Extract:
• • •

SNACKING HELPS JET LAG
Could snacking help you beat jet lag? Choosing your meals more carefully could be key to avoiding post-long-haul flight drowsiness, Japanese research has suggested . It’s the perennial conundrum for long-haul travellers: how on earth do you fend off – or prevent – the drowsy aftermath of a flight to the other side of the world? Some people swear by taking valium on board the flight; others have even said that Viagra could work as a cure. Others have bought specialised lamps to reduce the impact of changing time zones. The privileged few can always curl up on a first-class bed. And yes, there are of course apps that claim they can help flyers beat jet lag.
However, a new study suggests that our circadian clocks – which regulate hunger and tiredness according to the time of day – could be much more influenced by what we eat, reporters Discover Magazine. Managing our diet could adjust how we feel in different time zones more than previously thought – in particular the consumption of foods that release insulin. The research was carried out at Yamaguchi University in Japan. Its findings – based on the results of a study of the circadian cycle in mice liver cells – suggest that timing meals could be an effective way of minimising the sleepy feeling after disembarking your jumbo jet.

• • •

The data:
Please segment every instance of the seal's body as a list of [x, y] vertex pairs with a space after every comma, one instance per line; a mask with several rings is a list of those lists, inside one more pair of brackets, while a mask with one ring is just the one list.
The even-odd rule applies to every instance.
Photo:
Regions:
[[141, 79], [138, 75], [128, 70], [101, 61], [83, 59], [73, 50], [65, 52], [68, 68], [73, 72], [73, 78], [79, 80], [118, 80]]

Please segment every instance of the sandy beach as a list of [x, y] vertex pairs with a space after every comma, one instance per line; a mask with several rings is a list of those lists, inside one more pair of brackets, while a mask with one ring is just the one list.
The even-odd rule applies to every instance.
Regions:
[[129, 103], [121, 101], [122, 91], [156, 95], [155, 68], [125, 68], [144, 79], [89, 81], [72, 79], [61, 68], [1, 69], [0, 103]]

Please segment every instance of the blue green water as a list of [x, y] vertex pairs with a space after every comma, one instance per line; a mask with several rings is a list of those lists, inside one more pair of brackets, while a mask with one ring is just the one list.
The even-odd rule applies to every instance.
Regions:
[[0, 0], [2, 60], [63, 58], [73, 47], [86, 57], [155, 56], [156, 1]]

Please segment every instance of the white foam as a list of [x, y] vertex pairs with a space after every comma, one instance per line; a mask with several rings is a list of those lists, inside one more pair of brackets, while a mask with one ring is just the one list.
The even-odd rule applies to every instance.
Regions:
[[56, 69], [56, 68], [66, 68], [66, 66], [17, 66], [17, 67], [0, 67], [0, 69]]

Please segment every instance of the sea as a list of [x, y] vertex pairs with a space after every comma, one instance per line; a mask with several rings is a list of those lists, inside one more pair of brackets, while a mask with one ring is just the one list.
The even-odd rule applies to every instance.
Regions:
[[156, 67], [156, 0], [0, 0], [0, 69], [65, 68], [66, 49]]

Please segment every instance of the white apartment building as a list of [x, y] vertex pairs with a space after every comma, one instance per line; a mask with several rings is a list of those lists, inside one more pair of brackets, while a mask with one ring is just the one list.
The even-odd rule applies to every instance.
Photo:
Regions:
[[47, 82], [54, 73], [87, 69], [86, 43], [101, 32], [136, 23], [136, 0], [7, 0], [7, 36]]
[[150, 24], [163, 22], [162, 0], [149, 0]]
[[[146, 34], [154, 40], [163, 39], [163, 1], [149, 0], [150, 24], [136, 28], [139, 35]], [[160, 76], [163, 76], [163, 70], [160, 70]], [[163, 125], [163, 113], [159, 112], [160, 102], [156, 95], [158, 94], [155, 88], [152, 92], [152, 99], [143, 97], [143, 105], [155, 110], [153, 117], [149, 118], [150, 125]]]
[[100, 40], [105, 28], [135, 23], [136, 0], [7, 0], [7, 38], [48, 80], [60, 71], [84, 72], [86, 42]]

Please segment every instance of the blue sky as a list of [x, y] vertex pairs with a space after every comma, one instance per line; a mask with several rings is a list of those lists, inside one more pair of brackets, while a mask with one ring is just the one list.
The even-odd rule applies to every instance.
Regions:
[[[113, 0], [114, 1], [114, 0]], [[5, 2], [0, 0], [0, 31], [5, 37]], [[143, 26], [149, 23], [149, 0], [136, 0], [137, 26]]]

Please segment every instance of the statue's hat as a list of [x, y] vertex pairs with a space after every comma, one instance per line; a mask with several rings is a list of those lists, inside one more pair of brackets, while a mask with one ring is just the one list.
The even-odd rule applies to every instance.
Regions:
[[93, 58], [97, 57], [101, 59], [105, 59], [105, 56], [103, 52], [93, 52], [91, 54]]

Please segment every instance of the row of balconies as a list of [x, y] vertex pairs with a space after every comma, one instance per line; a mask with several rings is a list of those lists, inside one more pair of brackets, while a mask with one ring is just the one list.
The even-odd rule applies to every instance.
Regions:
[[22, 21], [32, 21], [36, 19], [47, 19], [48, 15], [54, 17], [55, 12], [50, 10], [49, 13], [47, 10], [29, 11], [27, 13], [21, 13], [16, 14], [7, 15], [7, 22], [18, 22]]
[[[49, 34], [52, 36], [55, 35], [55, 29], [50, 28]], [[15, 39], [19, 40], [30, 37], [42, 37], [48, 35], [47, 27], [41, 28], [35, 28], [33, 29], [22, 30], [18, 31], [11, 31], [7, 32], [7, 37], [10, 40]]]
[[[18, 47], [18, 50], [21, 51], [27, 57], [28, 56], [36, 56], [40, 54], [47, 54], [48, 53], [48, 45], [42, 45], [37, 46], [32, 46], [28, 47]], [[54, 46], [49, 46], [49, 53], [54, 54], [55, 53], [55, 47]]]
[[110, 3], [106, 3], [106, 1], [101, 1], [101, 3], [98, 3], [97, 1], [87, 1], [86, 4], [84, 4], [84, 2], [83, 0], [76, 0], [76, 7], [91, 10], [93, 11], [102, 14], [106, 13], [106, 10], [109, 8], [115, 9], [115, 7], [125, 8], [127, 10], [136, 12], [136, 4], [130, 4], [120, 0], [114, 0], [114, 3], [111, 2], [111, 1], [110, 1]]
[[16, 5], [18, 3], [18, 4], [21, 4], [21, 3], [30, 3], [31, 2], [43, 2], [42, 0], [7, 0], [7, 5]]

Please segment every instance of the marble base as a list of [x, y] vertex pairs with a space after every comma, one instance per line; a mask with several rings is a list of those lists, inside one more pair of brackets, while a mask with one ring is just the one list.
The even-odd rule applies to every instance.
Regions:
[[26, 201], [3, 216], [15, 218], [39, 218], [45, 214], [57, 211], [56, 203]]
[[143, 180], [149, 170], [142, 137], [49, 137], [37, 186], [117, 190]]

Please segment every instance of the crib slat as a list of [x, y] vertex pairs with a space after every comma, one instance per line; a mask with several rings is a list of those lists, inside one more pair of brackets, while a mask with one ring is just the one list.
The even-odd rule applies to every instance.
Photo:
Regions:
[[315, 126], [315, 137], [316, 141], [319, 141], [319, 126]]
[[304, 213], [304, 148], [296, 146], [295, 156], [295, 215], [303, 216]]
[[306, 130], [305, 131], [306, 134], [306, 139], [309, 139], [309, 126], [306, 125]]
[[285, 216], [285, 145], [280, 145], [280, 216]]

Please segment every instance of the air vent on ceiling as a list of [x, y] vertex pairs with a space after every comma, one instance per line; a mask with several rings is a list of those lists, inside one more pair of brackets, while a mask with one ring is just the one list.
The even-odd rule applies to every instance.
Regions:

• • •

What to work on: Write the next part of the article on snacking and jet lag, picking up after its final sentence. The lines above come from a different source than the text on snacking and jet lag.

Task response:
By choosing foods to influence insulin levels, passengers’ tiredness could be manipulated to fit in with the new time zone. Dr Makato Akashi who orchestrated the study said: "In short, insulin may help the stomach clock synchronise with mealtime." For example, eating foods that promote insulin secretion, such as a carbohydrate-rich pasta dish, might help our body clocks enter a sleep stage, while light, protein-rich snacks could help the body to stay awake. Not everyone is convinced, however. Clif Saper, a Harvard University neuroscientist agreed that insulin could have an influence on biological clocks, but questioned whether boosting insulin levels would help beat jet lag, The London Times reported.